Work request
Your answer must be one number: the count of lines below that hold the word "white".

***** Data under study

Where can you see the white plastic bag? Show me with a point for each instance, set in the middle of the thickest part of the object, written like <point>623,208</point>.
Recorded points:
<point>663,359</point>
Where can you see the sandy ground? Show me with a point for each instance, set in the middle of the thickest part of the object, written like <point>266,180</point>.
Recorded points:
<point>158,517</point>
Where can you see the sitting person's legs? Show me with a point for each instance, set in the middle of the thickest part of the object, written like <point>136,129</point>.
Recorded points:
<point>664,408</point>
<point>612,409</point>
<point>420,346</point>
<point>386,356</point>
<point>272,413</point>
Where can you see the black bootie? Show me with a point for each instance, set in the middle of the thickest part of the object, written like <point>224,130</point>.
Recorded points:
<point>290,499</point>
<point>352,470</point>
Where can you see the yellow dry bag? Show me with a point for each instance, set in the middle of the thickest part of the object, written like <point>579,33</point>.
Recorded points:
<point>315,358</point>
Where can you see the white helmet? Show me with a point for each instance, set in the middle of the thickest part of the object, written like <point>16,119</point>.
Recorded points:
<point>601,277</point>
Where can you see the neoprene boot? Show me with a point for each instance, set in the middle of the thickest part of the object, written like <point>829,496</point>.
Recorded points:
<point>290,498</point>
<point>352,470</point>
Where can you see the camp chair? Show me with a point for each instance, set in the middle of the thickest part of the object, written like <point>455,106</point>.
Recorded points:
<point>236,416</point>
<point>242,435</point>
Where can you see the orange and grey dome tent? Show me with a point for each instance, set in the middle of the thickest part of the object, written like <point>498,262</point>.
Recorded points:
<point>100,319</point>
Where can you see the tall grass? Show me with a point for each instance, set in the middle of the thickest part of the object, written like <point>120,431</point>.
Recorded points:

**********

Exercise solution
2